Votre consigne ->
Répondez aux questions suivantes d'après le texte sur les aides d'État en matière fiscale.
(a) Selon le titre, pourquoi une exonération fiscale générale et abstraite ne constitue-t-elle pas une aide d'État ?
(b) Quel article du TFUE interdit les aides accordées par les États qui faussent ou menacent de fausser la concurrence ?
(c) Qu'impose l'article 108, paragraphe 3, du TFUE aux États membres ?

Une exonération fiscale générale et abstraite ne constitue pas une aide d’État car elle ne confère pas un avantage sélectif

Contribution de la CJUE à la jurisprudence communautaire en matière d'aides d'État dans le domaine fiscal apportant des précisions sur les critères permettant de déterminer si une exonération fiscale constitue ou non une aide d'État prohibée par le droit de l'Union.

 

L'article 107, paragraphe 1, du TFUE interdit les aides accordées par les États ou au moyen de ressources d'État qui faussent ou menacent de fausser la concurrence en favorisant certaines entreprises ou productions, dans la mesure où elles affectent les échanges entre États membres. En parallèle, l'article 108, paragraphe 3, du TFUE impose aux États membres de notifier à la Commission européenne tout projet d'aide d'État.

Données étudiées ->
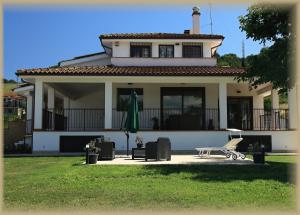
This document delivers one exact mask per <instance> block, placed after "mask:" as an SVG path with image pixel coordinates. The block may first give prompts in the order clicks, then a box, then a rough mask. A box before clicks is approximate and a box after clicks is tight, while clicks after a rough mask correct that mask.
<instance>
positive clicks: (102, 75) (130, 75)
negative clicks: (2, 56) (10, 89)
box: [16, 65, 245, 76]
mask: <svg viewBox="0 0 300 215" xmlns="http://www.w3.org/2000/svg"><path fill="white" fill-rule="evenodd" d="M244 72H245V70H244V68H232V67H217V66H145V67H139V66H125V67H123V66H122V67H120V66H112V65H109V66H65V67H49V68H35V69H20V70H18V71H17V73H16V75H18V76H20V75H39V76H40V75H49V76H55V75H56V76H57V75H70V76H235V75H239V74H242V73H244Z"/></svg>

Réponse attendue ->
(a) Elle ne confère pas un avantage sélectif.
(b) L'article 107, paragraphe 1, du TFUE.
(c) Il leur impose de notifier à la Commission européenne tout projet d'aide d'État.